Data to process:
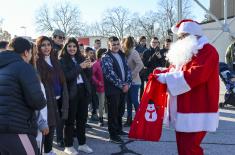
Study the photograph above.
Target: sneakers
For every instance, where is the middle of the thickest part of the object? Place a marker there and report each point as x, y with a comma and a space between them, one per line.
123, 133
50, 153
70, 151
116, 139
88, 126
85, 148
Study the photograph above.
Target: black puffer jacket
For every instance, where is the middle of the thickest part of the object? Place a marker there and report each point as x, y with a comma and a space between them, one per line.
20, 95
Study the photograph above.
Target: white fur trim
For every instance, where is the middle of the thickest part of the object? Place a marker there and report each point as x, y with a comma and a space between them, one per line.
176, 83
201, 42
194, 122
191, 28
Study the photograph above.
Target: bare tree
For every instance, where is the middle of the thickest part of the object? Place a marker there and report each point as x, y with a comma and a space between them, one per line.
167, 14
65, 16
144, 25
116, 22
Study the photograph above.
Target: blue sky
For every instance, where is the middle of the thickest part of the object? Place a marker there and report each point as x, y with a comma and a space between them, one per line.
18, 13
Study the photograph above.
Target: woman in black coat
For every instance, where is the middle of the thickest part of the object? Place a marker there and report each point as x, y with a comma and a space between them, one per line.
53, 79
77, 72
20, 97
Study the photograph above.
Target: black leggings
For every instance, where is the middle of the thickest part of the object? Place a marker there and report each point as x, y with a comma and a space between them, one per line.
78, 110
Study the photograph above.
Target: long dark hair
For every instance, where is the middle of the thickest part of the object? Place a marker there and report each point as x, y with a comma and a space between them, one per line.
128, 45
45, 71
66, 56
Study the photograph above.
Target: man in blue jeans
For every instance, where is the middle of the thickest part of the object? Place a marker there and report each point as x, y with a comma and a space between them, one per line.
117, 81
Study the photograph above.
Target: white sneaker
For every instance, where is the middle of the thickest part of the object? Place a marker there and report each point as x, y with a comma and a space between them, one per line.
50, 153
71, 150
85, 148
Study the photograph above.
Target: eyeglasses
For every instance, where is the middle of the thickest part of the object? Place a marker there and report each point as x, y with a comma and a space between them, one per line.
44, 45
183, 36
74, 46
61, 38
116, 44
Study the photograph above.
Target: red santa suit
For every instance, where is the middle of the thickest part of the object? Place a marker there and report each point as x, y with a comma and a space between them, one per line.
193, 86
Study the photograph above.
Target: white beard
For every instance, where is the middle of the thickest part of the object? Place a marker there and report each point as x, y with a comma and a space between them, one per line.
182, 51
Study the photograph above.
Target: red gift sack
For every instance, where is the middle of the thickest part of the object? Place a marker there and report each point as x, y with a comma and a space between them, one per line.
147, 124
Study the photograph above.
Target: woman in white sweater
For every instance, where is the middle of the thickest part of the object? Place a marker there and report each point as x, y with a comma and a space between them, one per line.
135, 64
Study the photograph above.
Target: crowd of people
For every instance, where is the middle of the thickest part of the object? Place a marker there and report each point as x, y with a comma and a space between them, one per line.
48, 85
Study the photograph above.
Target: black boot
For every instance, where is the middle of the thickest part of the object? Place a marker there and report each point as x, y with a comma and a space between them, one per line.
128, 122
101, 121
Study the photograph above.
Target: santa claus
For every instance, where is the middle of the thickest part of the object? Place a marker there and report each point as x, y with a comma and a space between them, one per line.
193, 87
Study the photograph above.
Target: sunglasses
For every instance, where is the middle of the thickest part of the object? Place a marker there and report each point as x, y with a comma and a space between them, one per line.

Work to be completed: Report how many lines in the rows above contain the string "santa", treating uppercase and lowercase letters as different. Give only the number.

Finished answer: 2